Directions for this task -
Will you print the material below without altering a single character?

Source records -
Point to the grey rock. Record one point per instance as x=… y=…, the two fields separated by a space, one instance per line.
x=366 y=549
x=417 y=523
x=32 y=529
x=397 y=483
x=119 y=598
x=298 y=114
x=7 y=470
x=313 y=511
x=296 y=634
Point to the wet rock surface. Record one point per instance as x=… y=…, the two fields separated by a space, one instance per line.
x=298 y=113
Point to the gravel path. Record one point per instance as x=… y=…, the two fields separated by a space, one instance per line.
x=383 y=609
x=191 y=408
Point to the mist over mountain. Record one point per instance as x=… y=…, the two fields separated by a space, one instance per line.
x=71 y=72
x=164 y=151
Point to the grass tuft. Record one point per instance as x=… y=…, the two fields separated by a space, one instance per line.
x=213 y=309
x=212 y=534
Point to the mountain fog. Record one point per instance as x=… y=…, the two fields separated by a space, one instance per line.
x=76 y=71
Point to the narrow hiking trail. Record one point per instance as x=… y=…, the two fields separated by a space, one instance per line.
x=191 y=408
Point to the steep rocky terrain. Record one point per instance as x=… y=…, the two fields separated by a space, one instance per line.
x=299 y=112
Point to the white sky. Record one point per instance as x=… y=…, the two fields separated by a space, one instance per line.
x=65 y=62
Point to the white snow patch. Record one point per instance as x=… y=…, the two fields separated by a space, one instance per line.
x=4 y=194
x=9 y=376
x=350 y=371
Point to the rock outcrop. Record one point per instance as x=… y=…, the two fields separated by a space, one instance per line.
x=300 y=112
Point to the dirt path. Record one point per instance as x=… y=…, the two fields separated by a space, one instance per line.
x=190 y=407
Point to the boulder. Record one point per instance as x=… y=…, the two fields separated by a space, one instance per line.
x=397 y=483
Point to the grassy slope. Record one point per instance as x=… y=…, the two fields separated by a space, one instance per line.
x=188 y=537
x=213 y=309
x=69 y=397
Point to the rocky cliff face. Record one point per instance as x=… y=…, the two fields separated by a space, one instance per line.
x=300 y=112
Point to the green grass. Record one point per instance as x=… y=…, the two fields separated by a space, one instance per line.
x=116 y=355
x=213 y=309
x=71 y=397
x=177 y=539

Solution to the exercise -
Point to the grey rock. Record one point per instance as x=… y=…, the two fields separated by a space, one instance per line.
x=366 y=549
x=417 y=523
x=32 y=529
x=397 y=483
x=119 y=598
x=298 y=114
x=7 y=470
x=313 y=511
x=296 y=634
Point to the wet rock surface. Record one point per instance as x=… y=…, the two fields separated by a space, one instance per line.
x=298 y=113
Point to the gravel path. Record one point per instance as x=… y=…, the two fields separated by a space, one instance per line.
x=383 y=609
x=191 y=408
Point to the mist over mountain. Record one point per instance as x=… y=…, the two fields separated by a space, one instance per line.
x=71 y=72
x=164 y=151
Point to the grass tuft. Record one point per instance as x=… y=…, the two fields separated by a space, one instance per line.
x=213 y=309
x=212 y=534
Point to the mountain fog. Record one point per instance as x=… y=…, the two fields separated by a space, one instance per line.
x=76 y=71
Point to the narrow hiking trail. Record one point per instance as x=… y=…, the two fields separated by a space, one instance per line.
x=191 y=408
Point to the steep rocky terrain. Record one point per instance as x=… y=…, the two fields separated by a space, one instance per line.
x=299 y=112
Point to the white sky. Record one point per instance as x=… y=…, the two fields separated by a space, one instance per line.
x=65 y=62
Point to the white snow patch. Record one point per instance as x=… y=…, the two fields separated by a space, one instance per line.
x=4 y=194
x=9 y=376
x=350 y=371
Point to the rock outcrop. Record one point per instance as x=… y=…, the two fields separated by a space, one instance per line.
x=300 y=112
Point to the dirt path. Record one point per instance as x=… y=…, the two fields separated by a space, one instance per line.
x=190 y=407
Point to the boulder. Record one point per instance as x=… y=…, the two fields separated by a space, one instance per line.
x=397 y=483
Point to the grassy slope. Record one point per instance as x=… y=…, the two fields separated by a space, one instance per line.
x=188 y=537
x=213 y=309
x=69 y=397
Point to the rocky cliff face. Record one point per instance as x=… y=…, the two fields separated by a space, one instance per line.
x=300 y=112
Point to the green grass. Record one point per instance as x=… y=…, the two fields separated by a space, one instance per line.
x=116 y=355
x=213 y=309
x=71 y=397
x=177 y=539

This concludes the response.